— Begin Text segment —

# Simple quick DoF estimate method for prime lens [duplicate]

All:

I have a concrete example related question:

My prime len is Nikon 35mm f/1.8G DX. If I only use this lens to shoot, I wonder if there is any simplified Depth of Field estimate method like by using thumb or simple way of measure?

Thanks

• @MikeW Thanks, I read that, since I am pretty new to DSLR, it is still a little over complicated to me to fully understand
– Kuan
Dec 9, 2015 at 23:25
• If you follow the accepted answer in the duplicate question, you can follow those instructions. Use an online DOF calculator: for f/1.8DX @subject distance of 10 ft, the DOF would be approx 2ft, so between 9 and 11 ft would appear focused. At f/4 it would double. You'll probably have to memorize a few values from the calculator, or else just shoot and review your shots until you develop an instinct for it
– MikeW
Dec 10, 2015 at 18:03
• @Kuan Can you explain specifically what you don't understand from those other answers? Dec 11, 2015 at 21:06

I would suggest that rather than looking for a formula or rule, you simply get a feel for it from practice. You'll soon have an intuitive feel for what you can get and this will speed up your photography as well.

There are also phone apps for calculating DOF. If you have a smart phone it's worth looking into various phone apps for photography related things.

My nostalgia gland kicked in just now and it's a shame that while they took away the DOF markings that used to appear on lenses, they didn't replace that with e.g. an in-viewfinder calculator.

There are many variables involved when computing depth of field (DoF). By specifying focal length and sensor size you have reduced that number by two variables. But there are still several other variables to take into account which prevent a simple "rule of thumb" for computing DoF:

• Shooting distance - The DoF changes with the shooting distance, both in terms of how much of the DoF is in front of and how much is behind the point of focus and in terms of the total DoF. At near focusing distances the DoF approaches 50% in front of the point of focus and 50% behind the point of focus for a 1:1 ratio. At medium distances the DoF is roughly 33% in front/67% behind the point of focus for a 1:2 ratio. At the hyperfocal distance and beyond the DoF reaches from the point of focus to infinity and the ratio becomes 1:∞. Note that the hyperfocal distance will also change with display size and viewing distance.
• Display size/Viewing distance - The same exact image will have a different DoF when displayed as a small image than when displayed as a large image viewed from the same distance. Conversely, the same exact print will demonstrate a different depth of field when viewed at varying distances.

Understanding what DoF is and what it is not is important here.

In a way, depth-of-field is an illusion. What we call DoF is the area where things appear, to our eyes, to be in focus. There is only one plane of focus. Everything in front of or behind the point of focus is out of focus to one degree or another. This is based on the ability of the human eye to resolve certain minute differences at a particular distance. If the slightly out-of-focus blur is smaller than our eye's capability to resolve the detail then it appears to be in focus.

— End Text segment —
— Begin Data supplied —

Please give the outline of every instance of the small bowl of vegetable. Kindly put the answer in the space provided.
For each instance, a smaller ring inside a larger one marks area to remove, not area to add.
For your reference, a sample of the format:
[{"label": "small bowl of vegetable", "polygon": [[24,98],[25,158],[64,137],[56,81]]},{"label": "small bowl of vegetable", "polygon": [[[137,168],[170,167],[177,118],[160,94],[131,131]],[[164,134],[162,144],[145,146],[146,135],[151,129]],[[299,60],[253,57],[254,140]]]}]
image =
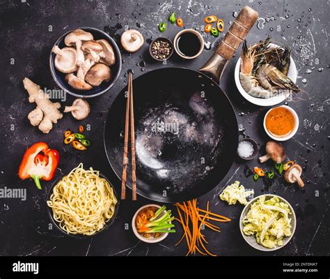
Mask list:
[{"label": "small bowl of vegetable", "polygon": [[289,243],[296,229],[292,206],[283,197],[266,194],[251,199],[239,218],[242,235],[261,251],[274,251]]},{"label": "small bowl of vegetable", "polygon": [[158,204],[145,205],[135,213],[132,227],[136,237],[148,243],[155,243],[165,239],[168,233],[175,232],[173,228],[171,210]]}]

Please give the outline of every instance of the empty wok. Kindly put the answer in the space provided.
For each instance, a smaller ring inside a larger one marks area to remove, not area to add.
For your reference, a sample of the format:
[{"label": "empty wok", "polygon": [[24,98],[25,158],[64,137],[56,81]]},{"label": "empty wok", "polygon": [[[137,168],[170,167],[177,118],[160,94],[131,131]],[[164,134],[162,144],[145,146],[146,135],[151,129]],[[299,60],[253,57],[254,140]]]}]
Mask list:
[{"label": "empty wok", "polygon": [[[256,11],[243,8],[198,71],[165,68],[133,80],[138,194],[162,202],[189,200],[205,194],[226,175],[236,154],[237,121],[214,80],[219,82],[257,18]],[[107,156],[120,179],[126,91],[112,103],[104,128]],[[131,188],[129,167],[127,172]]]}]

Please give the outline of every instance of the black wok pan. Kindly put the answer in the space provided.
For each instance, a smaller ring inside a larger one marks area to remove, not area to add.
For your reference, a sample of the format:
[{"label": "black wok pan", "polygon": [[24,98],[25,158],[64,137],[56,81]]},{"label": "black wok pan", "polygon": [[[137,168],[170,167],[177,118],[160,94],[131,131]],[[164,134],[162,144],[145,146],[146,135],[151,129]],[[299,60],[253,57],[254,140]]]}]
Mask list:
[{"label": "black wok pan", "polygon": [[[237,122],[230,101],[213,80],[219,81],[257,18],[256,11],[244,8],[199,72],[166,68],[133,81],[138,194],[163,202],[191,199],[228,173],[237,147]],[[120,179],[126,90],[113,101],[104,128],[108,160]]]}]

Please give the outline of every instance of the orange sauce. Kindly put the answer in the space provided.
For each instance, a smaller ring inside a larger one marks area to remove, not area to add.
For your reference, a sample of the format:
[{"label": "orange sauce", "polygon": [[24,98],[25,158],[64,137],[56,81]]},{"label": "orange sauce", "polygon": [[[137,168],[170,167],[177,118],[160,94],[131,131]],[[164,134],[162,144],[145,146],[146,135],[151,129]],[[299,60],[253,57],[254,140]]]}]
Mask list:
[{"label": "orange sauce", "polygon": [[290,135],[294,125],[294,116],[285,107],[275,107],[266,117],[266,128],[275,136],[285,137]]}]

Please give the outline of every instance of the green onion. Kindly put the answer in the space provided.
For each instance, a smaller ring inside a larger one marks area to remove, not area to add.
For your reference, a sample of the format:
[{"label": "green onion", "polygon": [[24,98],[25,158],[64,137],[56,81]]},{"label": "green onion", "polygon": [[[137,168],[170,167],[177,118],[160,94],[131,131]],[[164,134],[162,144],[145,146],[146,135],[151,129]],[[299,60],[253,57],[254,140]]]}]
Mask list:
[{"label": "green onion", "polygon": [[148,223],[143,226],[143,229],[139,232],[175,232],[175,229],[168,229],[174,227],[174,225],[171,223],[174,220],[174,216],[172,216],[171,210],[166,211],[166,209],[165,206],[159,209],[155,216],[147,221]]}]

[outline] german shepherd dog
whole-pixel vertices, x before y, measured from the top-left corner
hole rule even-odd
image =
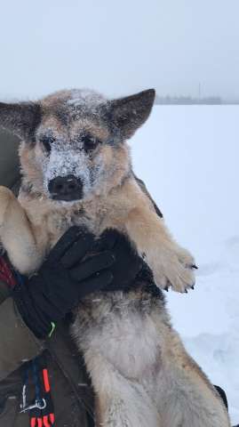
[[[0,188],[0,240],[14,267],[37,270],[72,225],[124,233],[156,285],[194,286],[195,261],[171,237],[131,169],[127,144],[155,91],[108,101],[70,90],[0,103],[0,125],[21,140],[18,199]],[[228,427],[219,395],[172,329],[163,298],[142,286],[99,293],[76,309],[72,334],[96,393],[96,426]]]

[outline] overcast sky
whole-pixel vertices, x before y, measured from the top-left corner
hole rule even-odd
[[[239,97],[239,0],[8,0],[0,96],[63,87],[109,96]]]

— End Data supplied —

• **Challenges**
[a] In the depth-of-field thread, what approximate DoF is given for the 35mm f/1.8 DX lens at a subject distance of 10 ft?
[b] Using the depth-of-field thread, explain why no simple rule of thumb can be given for computing DoF, even with the focal length and sensor size fixed.
[c] Continue the depth-of-field thread from the point where it stops.

• **Task responses**
[a] About 2 ft, so roughly 9 to 11 ft would appear in focus.

[b] Fixing the focal length and sensor size removes only two variables, and several others still affect DoF. Shooting distance changes both the total DoF and how much of it falls in front of or behind the point of focus. The display size and viewing distance also change how much of the same image appears to be in focus.

[c]
There are many things we can do to an image after taking the picture that will affect the Depth of Field (DoF). Any time you crop an image and display the crop at the same size as the original you are altering the Depth of Field because you increased the magnification. Any time you increase or decrease the display size at the same viewing distance you alter the DoF. Anytime you change the viewing distance of the same photo you alter the DoF! Most DoF calculators that don't include inputs for display size and viewing distance are based on the assumption of an 8X10 inch print viewed from a distance of 12 inches by a person with 20/20 vision.

When you magnify a portion of an image by making it larger or moving closer to it you allow your eye to see details that before were too close together to be seen by your eyes as separate pieces of the image. There is no magic barrier beyond which everything is equally blurry and inside of which everything is equally in focus!

Since things are gradually blurrier the further they are from the point of focus, as you gradually magnify the image the perceived depth of field gets narrower as the near and far points where your eyes can resolve fine details moves closer to the focal plane.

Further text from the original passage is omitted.